EXERCISE INSTRUCTIONS:
1. Quote the stretch of the court opinion below from "As the Court" through "standing and ripeness.".
2. According to the court opinion below, what rate must an employer pay under the FLSA for hours worked beyond forty in a seven-day work week?
3. Carry on the court opinion below from the point where it ends.

ARTICLE:
-----

Ultimately, "if 'the declaratory judgment defendant could have brought a coercive action in federal court to enforce its rights, then [the court has] jurisdiction,' so long as that coercive action would 'arise under' federal law." Hornish v. King County, 899 F.3d 680, 691 n.2 (9th Cir. 2018) (alteration in original) (quoting Janakes v. U.S. Postal Serv., 768 F.2d 1091, 1093 (9th Cir. 1985)), cert. denied sub nom. Kaseburg v. Port of Seattle, No. 18-838, 2019 WL 1590251 (U.S. Apr. 15, 2019); see also id. ("A person may seek declaratory relief in federal court if the one against whom he brings his action could have asserted his own rights there." (quoting Standard Ins. Co. v. Saklad, 127 F.3d 1179, 1181 (9th Cir. 1997))). "In other words, in a sense [the court] can reposition the parties in a declaratory relief action by asking whether [it] would have jurisdiction had the declaratory relief defendant been a plaintiff seeking a federal remedy." Id. (alterations in original) (quoting Standard, 127 F.3d at 1181).

As the Court previously noted, "[t]he members of Local 3701 unquestionably could bring FLSA wage and hour claims against the Department either individually or collectively." ECF No. 16 at 6 (citing 29 U.S.C. § 216(b)). But the Court did not decide the issues now presented, namely, whether those potential claims have accrued and, if so, whether they are certainly impending and pose an imminent threat, so as to establish standing and ripeness.

The Court begins its analysis by "first examin[ing] the underlying law"—"the authority governing the asserted controversy between the parties." Shell, 771 F.3d at 636. "Under the FLSA, an employer must pay its employees premium overtime compensation of one and one-half times the regular rate of payment for any hours worked in excess of forty in a seven-day work week." Flores v. City of San Gabriel, 824 F.3d 890, 895 (9th Cir. 2016) (citing 29 U.S.C. § 207(a)); see also Garcia v. San Antonio Metro. Transit Auth., 469 U.S. 528, 531 (1985) (holding FLSA overtime requirements apply to state and local government functions). An employer who violates FLSA overtime requirements is liable for employees' unpaid overtime compensation, an additional equal amount as liquidated damages, and reasonable attorney fees and costs. 29 U.S.C. § 216(b).

"Additionally, employees cannot waive the protections of the FLSA, nor may labor organizations negotiate provisions that waive employees' statutory rights under the FLSA." Gordon v. City of Oakland, 627 F.3d 1092, 1095 (9th Cir. 2010) (citation omitted) (citing Brooklyn Sav. Bank v. O'Neil, 324 U.S. 697, 707 (1945), and Barrentine v. Ark.-Best Freight Sys., Inc., 450 U.S. 728, 740-41 (1981)).

-----

INFORMATION SHOWN:
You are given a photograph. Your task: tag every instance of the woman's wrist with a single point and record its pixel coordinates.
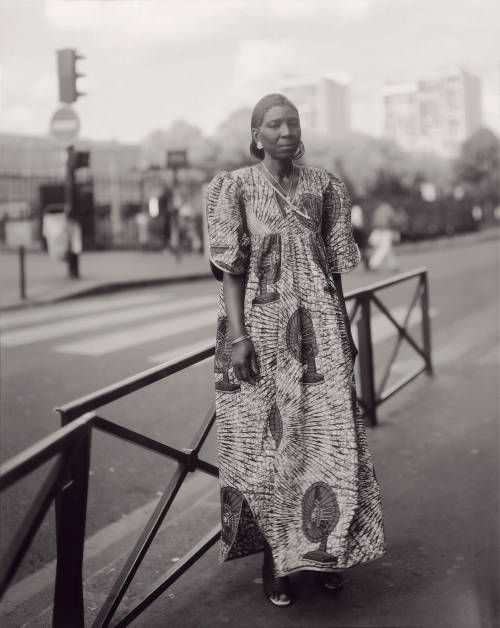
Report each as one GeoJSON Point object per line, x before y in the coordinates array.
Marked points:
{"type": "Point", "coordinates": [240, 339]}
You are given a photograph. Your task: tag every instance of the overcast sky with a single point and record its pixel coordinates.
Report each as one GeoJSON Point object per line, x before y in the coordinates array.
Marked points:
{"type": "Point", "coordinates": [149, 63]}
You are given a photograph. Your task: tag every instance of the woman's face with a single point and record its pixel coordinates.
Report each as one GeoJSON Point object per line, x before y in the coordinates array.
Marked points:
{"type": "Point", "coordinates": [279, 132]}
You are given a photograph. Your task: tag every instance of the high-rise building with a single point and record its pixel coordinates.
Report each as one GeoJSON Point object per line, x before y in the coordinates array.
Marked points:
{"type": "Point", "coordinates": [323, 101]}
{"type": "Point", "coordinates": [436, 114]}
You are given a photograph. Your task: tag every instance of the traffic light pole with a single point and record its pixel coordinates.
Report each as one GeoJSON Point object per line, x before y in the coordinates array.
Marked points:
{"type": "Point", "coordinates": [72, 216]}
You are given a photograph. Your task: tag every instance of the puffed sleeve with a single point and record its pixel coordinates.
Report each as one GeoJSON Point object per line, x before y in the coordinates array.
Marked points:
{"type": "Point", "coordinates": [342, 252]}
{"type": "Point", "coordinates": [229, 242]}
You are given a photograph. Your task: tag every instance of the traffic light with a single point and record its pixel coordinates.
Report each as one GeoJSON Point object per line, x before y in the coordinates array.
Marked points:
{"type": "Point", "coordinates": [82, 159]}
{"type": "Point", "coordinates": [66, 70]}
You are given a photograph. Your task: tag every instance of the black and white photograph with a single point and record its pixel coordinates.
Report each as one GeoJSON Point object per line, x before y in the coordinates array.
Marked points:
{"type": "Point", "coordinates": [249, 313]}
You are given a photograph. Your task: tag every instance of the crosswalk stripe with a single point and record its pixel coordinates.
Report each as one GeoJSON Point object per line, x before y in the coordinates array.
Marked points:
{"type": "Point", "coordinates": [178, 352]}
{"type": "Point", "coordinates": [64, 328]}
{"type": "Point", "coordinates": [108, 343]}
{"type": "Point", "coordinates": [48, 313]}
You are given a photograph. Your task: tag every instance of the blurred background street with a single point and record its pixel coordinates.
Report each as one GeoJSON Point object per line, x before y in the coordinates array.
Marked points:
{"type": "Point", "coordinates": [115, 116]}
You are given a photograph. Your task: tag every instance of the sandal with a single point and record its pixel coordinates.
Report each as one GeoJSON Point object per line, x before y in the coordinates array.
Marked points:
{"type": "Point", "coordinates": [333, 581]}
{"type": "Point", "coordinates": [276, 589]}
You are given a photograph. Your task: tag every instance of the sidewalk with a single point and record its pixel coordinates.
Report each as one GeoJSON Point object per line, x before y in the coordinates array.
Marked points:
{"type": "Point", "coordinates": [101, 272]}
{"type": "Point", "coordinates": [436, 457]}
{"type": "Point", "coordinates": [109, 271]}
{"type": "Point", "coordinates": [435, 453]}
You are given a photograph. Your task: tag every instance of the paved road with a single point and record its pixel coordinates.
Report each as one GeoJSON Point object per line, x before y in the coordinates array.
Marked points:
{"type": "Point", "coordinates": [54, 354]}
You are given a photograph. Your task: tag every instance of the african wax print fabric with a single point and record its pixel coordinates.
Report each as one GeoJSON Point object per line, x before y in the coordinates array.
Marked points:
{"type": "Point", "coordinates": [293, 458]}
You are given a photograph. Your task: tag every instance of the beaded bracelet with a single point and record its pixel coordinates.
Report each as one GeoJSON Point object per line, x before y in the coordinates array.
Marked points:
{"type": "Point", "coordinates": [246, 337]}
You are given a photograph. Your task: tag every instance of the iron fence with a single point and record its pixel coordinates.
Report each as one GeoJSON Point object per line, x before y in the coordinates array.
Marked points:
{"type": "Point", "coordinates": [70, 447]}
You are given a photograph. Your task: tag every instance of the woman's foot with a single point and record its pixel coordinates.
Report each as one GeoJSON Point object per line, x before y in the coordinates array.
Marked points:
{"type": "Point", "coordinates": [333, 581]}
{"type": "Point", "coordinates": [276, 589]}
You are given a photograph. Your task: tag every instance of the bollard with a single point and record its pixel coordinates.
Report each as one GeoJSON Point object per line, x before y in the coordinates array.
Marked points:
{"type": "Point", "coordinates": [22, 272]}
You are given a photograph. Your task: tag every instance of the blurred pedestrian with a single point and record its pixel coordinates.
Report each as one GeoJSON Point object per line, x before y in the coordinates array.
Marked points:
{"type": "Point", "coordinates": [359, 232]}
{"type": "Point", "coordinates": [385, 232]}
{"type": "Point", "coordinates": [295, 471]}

-----

EXPECTED OUTPUTS:
1.
As the Court previously noted, "[t]he members of Local 3701 unquestionably could bring FLSA wage and hour claims against the Department either individually or collectively." ECF No. 16 at 6 (citing 29 U.S.C. § 216(b)). But the Court did not decide the issues now presented, namely, whether those potential claims have accrued and, if so, whether they are certainly impending and pose an imminent threat, so as to establish standing and ripeness.

2. One and one-half times the regular rate of payment.

3.
However, in 29 U.S.C. § 207(k), "[t]he FLSA also provides 'a limited exemption from the overtime limit to public employers of . . . firefighters.'" Flores, 824 F.3d at 895 (quoting Adair v. City of Kirkland, 185 F.3d 1055, 1059 (9th Cir. 1999)). "The partial overtime exemption in § 207(k) 'increases the overtime limit slightly and it gives the employer greater flexibility to select the work period over which the overtime limit will be calculated.'" Id. (quoting Adair, 185 F.3d at 1060). "[U]nder § 207(k), an employer must compensate 'fire protection' employees with overtime payments only after the employee works more than 212 hours in a twenty-eight-day period." Haro v. City of Los Angeles, 745 F.3d 1249, 1253 (9th Cir. 2014). Consistent with § 207(k)'s ratio of hours to days, "if the number of days in the work period is decreased to twenty-seven, the number of hours an employee must work before earning overtime is decreased to 204." Id. (citing 29 C.F.R. § 553.230). Such firefighters would "receive[] overtime pay only if they work[] more than 204 hours in a twenty-seven-day work period." Id.

The parties' current collective bargaining agreement utilizes the § 207(k) exemption. ECF No. 33-1 at 30. Specifically, the agreement provides (1) the "normal working schedule for Fire Operations" consists of a maximum of 204 hours in a twenty-seven-day work period; (2) day officers work at least forty hours per week or a flexible schedule equivalent to at least eighty hours in a two-week period; (3) shift officers work one twenty-four-hour shift, starting and ending at 7:00 AM, followed by forty-eight hours off duty; (4) shift officers receive thirteen "Kelly days" off in a calendar year, so as to reduce their annual work average to 50.02 hours per week; and (5) "Officers will receive overtime at a rate of 1.50 times their hourly rate for working in 3701 response positions outside their regular shift." Id.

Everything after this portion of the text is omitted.